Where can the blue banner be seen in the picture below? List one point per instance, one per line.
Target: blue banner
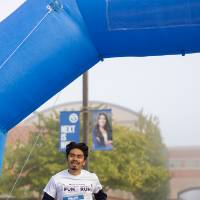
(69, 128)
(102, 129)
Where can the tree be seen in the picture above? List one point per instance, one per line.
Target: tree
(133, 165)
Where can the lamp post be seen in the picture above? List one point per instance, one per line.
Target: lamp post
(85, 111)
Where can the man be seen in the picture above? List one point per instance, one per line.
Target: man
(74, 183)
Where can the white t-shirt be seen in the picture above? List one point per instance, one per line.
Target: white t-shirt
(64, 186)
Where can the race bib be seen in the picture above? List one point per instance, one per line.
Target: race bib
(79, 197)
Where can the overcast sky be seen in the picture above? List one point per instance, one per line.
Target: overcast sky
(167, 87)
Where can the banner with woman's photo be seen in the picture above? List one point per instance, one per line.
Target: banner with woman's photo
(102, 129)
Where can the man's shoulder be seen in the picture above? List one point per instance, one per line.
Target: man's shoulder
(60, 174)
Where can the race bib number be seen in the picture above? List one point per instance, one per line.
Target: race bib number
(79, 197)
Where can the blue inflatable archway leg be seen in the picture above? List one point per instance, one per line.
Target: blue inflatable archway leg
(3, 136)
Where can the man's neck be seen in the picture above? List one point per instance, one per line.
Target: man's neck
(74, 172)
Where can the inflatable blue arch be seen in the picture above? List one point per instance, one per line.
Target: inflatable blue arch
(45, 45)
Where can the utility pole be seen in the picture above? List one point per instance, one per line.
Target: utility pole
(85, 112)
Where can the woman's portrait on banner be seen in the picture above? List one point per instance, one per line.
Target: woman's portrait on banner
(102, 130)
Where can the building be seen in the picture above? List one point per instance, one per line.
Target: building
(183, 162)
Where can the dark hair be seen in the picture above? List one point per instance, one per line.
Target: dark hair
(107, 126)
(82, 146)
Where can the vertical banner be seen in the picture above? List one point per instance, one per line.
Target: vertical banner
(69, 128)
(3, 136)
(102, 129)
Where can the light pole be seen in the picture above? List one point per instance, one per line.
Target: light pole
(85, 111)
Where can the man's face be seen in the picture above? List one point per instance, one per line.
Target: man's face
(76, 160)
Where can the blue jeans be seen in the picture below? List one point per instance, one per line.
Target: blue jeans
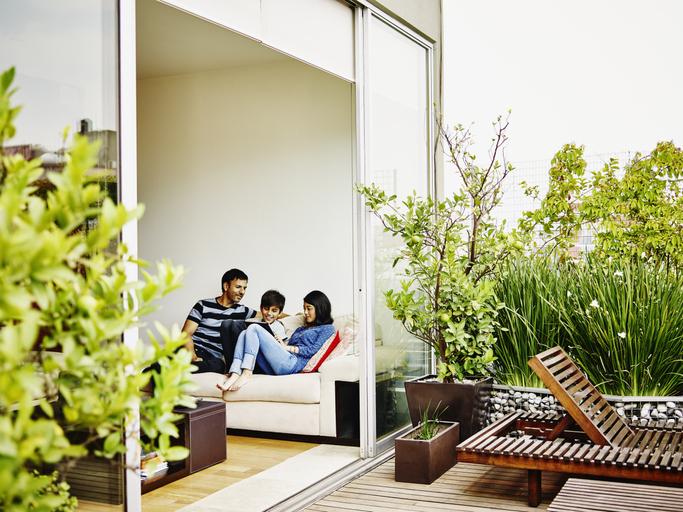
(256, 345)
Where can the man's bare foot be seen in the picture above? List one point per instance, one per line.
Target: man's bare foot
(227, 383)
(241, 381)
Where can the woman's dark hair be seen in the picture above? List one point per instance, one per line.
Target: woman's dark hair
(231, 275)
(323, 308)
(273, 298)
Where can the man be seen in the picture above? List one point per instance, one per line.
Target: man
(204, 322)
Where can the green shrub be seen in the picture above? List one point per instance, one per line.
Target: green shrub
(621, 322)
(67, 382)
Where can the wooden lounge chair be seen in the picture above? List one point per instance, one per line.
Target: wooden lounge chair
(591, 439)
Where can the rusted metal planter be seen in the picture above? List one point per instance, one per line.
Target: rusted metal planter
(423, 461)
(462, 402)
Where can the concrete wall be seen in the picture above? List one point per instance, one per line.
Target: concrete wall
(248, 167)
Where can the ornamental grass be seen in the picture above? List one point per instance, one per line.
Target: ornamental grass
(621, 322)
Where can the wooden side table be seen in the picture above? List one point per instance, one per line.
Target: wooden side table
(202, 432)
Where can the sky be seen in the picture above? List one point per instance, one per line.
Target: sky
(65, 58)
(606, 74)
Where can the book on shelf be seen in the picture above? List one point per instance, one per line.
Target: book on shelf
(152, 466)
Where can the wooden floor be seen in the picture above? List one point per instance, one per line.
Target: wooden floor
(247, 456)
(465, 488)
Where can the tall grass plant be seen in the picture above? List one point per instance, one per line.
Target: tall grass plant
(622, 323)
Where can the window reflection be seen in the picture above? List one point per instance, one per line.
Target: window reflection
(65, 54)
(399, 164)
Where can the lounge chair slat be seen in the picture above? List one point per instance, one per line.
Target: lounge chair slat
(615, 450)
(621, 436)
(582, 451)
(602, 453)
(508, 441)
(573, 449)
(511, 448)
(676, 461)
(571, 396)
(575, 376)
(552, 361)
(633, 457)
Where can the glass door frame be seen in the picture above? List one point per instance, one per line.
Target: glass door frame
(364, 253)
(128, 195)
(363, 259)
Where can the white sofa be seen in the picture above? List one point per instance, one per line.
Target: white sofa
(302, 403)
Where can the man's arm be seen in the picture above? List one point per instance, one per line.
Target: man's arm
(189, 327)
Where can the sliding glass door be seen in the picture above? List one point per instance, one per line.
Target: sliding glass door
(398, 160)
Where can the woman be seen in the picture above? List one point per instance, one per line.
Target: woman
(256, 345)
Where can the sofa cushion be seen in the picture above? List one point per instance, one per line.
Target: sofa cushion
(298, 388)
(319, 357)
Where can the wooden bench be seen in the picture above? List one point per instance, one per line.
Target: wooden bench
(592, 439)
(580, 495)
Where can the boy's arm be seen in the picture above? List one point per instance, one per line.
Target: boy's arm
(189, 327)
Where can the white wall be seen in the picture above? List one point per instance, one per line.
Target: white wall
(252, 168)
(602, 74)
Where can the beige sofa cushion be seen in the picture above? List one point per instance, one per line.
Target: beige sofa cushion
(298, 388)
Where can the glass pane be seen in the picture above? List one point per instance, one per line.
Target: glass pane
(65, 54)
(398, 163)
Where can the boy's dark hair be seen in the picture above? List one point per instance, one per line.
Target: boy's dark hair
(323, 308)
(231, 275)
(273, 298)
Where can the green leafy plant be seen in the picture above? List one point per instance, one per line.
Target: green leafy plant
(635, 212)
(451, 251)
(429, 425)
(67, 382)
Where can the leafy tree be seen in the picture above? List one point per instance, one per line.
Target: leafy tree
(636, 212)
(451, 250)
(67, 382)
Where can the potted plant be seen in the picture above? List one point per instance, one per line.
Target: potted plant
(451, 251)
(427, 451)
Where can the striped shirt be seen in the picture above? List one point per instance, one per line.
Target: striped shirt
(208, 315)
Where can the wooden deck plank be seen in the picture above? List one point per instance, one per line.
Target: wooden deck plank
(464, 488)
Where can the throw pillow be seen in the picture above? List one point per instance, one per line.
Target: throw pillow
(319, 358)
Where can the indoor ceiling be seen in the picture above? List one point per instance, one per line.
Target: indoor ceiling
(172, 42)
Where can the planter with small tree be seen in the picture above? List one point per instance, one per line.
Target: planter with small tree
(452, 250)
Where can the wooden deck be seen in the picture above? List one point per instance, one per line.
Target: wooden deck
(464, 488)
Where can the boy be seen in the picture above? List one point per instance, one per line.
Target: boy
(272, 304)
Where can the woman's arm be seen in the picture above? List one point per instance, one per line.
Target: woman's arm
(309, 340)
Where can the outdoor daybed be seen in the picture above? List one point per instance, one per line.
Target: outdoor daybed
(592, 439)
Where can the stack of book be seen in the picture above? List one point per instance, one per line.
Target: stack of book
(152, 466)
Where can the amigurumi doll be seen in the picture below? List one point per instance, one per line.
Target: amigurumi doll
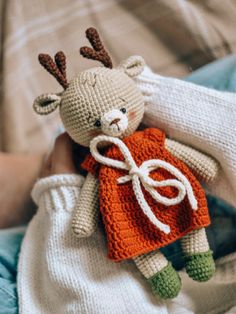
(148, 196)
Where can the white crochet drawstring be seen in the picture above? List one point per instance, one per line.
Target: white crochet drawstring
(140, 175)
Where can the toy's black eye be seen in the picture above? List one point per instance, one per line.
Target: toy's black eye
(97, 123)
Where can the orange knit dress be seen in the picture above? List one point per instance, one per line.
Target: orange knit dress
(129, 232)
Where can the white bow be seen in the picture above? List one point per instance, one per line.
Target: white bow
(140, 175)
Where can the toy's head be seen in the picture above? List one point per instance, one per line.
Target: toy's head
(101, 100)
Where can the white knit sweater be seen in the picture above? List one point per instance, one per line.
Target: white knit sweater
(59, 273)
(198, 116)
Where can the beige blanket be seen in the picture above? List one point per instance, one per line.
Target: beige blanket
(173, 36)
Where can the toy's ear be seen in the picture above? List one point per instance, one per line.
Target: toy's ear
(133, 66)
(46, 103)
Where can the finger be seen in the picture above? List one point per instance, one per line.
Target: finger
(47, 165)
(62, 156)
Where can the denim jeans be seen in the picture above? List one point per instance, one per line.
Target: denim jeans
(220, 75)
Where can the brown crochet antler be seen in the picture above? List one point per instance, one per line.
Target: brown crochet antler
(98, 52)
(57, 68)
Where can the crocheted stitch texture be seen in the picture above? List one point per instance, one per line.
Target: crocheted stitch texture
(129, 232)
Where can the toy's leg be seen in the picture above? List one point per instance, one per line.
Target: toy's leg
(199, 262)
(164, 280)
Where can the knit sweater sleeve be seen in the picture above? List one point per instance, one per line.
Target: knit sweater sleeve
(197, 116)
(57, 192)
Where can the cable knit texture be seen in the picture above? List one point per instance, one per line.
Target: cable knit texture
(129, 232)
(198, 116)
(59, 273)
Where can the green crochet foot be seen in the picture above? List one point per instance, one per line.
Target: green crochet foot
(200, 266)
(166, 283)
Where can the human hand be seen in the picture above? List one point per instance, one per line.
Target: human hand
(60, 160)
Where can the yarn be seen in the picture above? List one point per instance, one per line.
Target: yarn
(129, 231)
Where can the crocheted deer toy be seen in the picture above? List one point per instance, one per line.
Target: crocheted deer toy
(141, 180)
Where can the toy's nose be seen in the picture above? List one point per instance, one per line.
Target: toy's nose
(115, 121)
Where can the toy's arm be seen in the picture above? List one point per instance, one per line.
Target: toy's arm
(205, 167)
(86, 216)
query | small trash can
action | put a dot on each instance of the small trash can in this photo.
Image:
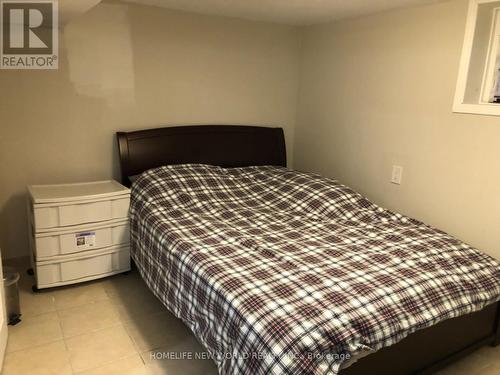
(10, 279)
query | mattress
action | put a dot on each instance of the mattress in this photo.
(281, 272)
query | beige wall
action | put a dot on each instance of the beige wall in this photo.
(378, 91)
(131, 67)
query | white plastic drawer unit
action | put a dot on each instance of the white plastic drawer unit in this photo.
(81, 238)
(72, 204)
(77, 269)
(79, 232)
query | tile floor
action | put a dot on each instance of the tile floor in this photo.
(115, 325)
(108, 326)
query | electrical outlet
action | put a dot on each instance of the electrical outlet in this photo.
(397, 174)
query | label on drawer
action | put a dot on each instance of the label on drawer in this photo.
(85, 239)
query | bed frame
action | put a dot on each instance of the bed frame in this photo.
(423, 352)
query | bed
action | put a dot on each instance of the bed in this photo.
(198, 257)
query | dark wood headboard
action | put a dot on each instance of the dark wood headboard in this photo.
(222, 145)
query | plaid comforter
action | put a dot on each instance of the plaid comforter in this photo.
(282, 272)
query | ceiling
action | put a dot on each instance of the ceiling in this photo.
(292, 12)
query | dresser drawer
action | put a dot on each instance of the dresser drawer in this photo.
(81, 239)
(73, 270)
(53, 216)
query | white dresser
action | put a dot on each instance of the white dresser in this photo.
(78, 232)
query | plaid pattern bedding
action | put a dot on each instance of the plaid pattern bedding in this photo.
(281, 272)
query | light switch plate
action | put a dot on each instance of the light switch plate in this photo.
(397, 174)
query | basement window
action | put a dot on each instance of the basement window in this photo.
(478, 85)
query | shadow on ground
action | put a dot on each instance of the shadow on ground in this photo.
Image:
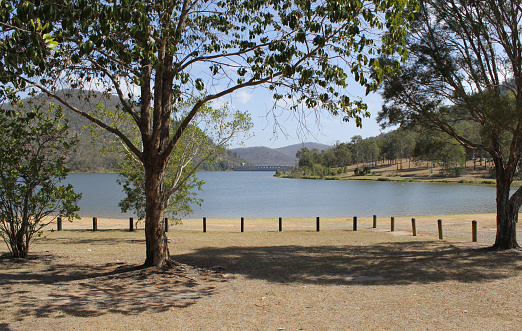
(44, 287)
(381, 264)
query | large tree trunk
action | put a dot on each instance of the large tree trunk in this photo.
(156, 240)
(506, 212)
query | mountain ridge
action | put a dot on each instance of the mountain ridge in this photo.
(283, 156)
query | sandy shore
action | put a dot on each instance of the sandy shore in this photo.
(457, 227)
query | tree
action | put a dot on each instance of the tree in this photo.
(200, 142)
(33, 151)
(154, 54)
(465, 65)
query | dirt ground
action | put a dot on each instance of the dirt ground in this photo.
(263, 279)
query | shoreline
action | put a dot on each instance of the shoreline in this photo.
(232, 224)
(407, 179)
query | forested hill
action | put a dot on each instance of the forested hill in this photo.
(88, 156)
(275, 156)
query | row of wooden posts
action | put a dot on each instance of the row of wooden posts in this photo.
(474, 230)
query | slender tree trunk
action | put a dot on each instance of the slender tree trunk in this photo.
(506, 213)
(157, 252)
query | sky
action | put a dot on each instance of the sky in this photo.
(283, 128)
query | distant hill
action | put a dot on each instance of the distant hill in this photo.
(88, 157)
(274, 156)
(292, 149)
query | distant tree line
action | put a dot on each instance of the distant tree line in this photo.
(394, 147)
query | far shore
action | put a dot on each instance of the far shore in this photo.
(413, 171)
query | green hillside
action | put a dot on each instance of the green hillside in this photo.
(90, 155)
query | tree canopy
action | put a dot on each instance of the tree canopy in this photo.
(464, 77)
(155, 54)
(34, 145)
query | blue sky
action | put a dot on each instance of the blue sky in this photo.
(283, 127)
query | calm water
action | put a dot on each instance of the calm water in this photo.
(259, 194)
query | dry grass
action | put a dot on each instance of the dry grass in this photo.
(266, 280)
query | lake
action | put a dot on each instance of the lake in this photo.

· · · · ·

» WHAT THE TASK REQUIRES
Search the material above for the string "lake", and copy every line in which it turns up.

» TASK ANSWER
query | lake
action | put a dot on each instance of the lake in this photo.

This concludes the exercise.